**Document**

Definition. Let $X$ be a scheme. A pre-vector bundle on $X$ is an $X$-scheme $V$ such that for every $X$-scheme $T$ the set of $T$-valued points $V(T)=\hom_X(T,V)$ carries the structure of a module over $\mathcal{O}_T(T)$. This structure belongs to the data. For $X$-morphisms $T \to T'$ we require that $V(T') \to V(T)$ is linear over $\mathcal{O}_{T'}(T') \to \mathcal{O}_T(T)$. There is an obvious notion of a morphism of pre-vector bundles. Thus, we obtain a category. Every morphism $X' \to X$ induces a pullback functor $V \mapsto V|_{X'}$ (the underlying scheme is $V \times_X X'$) from pre-vector bundles on $X$ to pre-vector bundles on $X'$.

An example is $\mathbb{A}^n_X$ with the usual module structure on $\mathbb{A}^n_X(T) = \mathcal{O}_T(T)^n$. Any pre-vector bundle isomorphic to $\mathbb{A}^n_X$ for some $n$ is called trivial. A vector bundle over $X$ is a pre-vector $V$ bundle over $X$ which is locally trivial, i.e. there is an open covering $\{X_i \to X\}_i$ such that $V|_{X_i}$ is trivial for each $i$. We obtain a category of vector bundles.

If $E$ is a quasi-coherent module on $X$, then $\mathbb{V}(E):=\mathrm{Spec}(\mathrm{Sym}(\check{E}))$ is an affine $X$-scheme with $\mathbb{V}(E)(T) = \hom_{\mathcal{O}_T}(p^* \check{E},\mathcal{O}_T)$ for $p : T \to X$. This set has a canonical $\mathcal{O}_T(T)$-module structure, so that $\mathbb{V}(E)$ becomes a pre-vector bundle. Observe that $\mathbb{V}(\mathcal{O}_X^n)=\mathbb{A}^n_X$ is the trivial vector bundle. Hence, if $E$ is locally free, then $\mathbb{V}(E)$ is a vector bundle. Clearly this defines a functor $\mathbb{V}(-)$ from the category of locally free sheaves to the category of vector bundles over $X$.

Theorem. The functor $\mathbb{V}(-)$ is an equivalence of categories.

**Problems to solve**
A - List each term, as words rather than symbols, that the passage on vector bundles explicitly defines.
B - Carry the passage on vector bundles forward, starting right after its closing theorem.

**Supplied information**
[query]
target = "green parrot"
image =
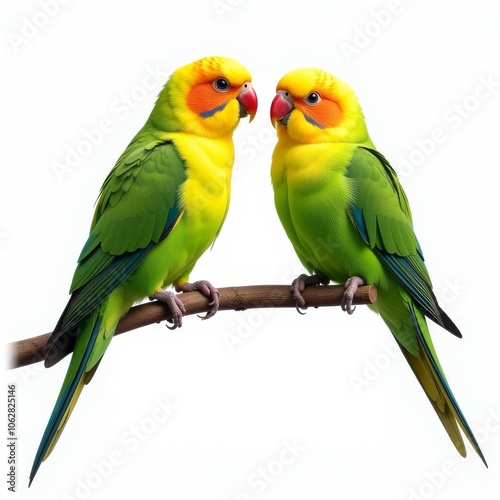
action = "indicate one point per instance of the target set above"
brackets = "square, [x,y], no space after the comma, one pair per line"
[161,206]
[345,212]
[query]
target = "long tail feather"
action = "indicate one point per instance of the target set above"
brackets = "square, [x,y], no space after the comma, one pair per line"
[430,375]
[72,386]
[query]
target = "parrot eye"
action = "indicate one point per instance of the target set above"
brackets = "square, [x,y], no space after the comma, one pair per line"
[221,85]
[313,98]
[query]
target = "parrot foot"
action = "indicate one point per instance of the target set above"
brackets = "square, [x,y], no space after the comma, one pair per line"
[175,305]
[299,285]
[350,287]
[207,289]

...

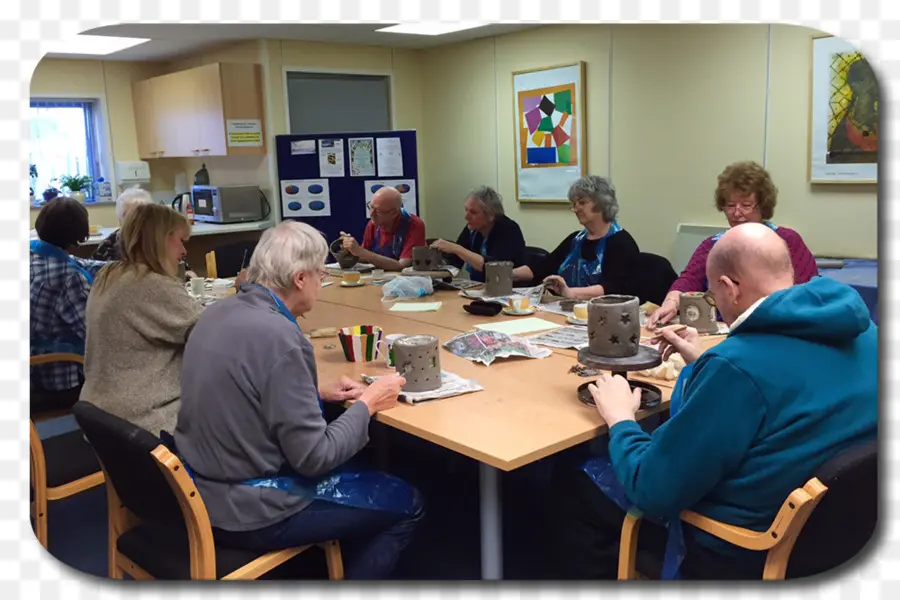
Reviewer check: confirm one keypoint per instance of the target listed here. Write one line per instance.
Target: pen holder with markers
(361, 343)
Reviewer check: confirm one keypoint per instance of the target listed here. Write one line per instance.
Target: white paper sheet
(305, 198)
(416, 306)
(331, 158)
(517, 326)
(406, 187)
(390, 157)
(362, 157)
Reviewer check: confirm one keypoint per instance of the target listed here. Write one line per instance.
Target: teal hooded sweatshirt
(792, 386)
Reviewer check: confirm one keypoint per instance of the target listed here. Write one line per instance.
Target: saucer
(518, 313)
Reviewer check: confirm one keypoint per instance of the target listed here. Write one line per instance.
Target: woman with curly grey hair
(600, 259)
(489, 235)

* * *

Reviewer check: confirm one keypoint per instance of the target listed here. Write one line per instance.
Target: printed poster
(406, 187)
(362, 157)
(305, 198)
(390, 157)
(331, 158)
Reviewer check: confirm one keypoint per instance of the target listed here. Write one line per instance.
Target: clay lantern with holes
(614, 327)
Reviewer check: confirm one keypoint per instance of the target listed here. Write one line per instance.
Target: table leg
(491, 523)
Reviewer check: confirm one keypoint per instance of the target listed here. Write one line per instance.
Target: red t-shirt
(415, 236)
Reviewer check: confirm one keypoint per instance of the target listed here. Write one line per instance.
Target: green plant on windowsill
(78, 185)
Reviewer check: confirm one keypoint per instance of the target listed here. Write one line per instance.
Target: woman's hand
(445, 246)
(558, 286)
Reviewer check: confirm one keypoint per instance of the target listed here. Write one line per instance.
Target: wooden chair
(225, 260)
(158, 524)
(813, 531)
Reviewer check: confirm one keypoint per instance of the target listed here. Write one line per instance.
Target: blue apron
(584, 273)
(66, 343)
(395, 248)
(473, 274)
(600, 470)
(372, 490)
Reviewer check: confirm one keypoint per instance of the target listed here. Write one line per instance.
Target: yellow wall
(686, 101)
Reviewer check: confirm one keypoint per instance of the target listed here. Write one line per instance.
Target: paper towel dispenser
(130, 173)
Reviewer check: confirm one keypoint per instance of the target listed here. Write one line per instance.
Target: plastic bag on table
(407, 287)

**Task-by-task results**
A - pre-vector bundle; trivial (for a pre-vector bundle); vector bundle

B -
Proof. First, $\mathbb{V}(-)$ is fully faithful: Let $E,F$ be locally free sheaves on $X$. We claim that $\hom(E,F) \to \hom(\mathbb{V}(E),\mathbb{V}(F))$ is a bijection. Actually we have a morphism of sheaves $\underline{\hom}(E,F) \to \underline{\hom}(\mathbb{V}(E),\mathbb{V}(F))$ on $X$ and we claim that this is an isomorphism. This way we can work locally and thereby assume that $E,F$ are trivial, say $E=\mathcal{O}_X^n$ and $F=\mathcal{O}_X^m$.

Then $\underline{\hom}(E,F)$ becomes a sheaf of matrices $\mathcal{O}_X^{m \times n}$. The sheaf of $X$-morphisms $\mathbb{A}^n_X \to \mathbb{A}^m_X$ is $\mathcal{O}_X[t_1,\dotsc,t_n]^m$. One checks (!) that a morphism $\mathbb{A}^n_X \to \mathbb{A}^1_X$ corresponding to a polynomial in $\mathcal{O}_X[t_1,\dotsc,t_n]$ is a morphism of vector bundles iff this polynomial is linear. This shows $\underline{\hom}(\mathbb{V}(E),\mathbb{V}(F)) \cong (\mathcal{O}_X^m)^n$, which finishes the proof.

Secondly, $\mathbb{V}(-)$ is essentially surjective: Let $V$ be a vector bundle on $X$. Choose a cover $\{X_i \to X\}$ and a trivialization $\phi_i : V|_{X_i} \cong \mathbb{V}(\mathcal{O}_{X_i}^n)$ (here $n$ may depend on $i$). By fully faithfulness, the resulting isomorphisms $\phi_{ij} := \phi_i |_{X_i \cap X_j} \phi_j^{-1} |_{X_i \cap X_j}$ are induced by isomorphisms $\psi_{ij} : \mathcal{O}_{X_i \cap X_j}^n \cong \mathcal{O}_{X_i \cap X_j}^n$. Since $\phi_{ij}$ satisfy the cocycle condition, the same is true for the $\psi_{ij}$. Hence, we have a gluing data $(\mathcal{O}_{X_i}^n,\psi_{ij})$ and obtain a locally free sheaf $E$ such that $\mathbb{V}(E) \cong V$ by construction. $\square$

As already mentioned, every equivalence of categories preserves (and reflects) monomorphisms. In particular, a homomorphism of free sheaves of modules $\mathcal{O}_X^n \to \mathcal{O}_X^m$ is a monomorphism (in the category of locally free sheaves) if and only if the induced morphism of trivial vector bundles $\mathbb{A}^n_X \to \mathbb{A}^m_X$ is a monomorphism. However, monomorphisms of locally free sheaves should not be confused with monomorphisms in the larger category of all sheaves of modules, and monomorphisms of vector bundles should not be confused with monomorphisms of schemes, let alone morphisms of schemes whose underlying map of sets is injective, or injective on the fibers - which seems to be the usual ad-hoc definition of a subbundle.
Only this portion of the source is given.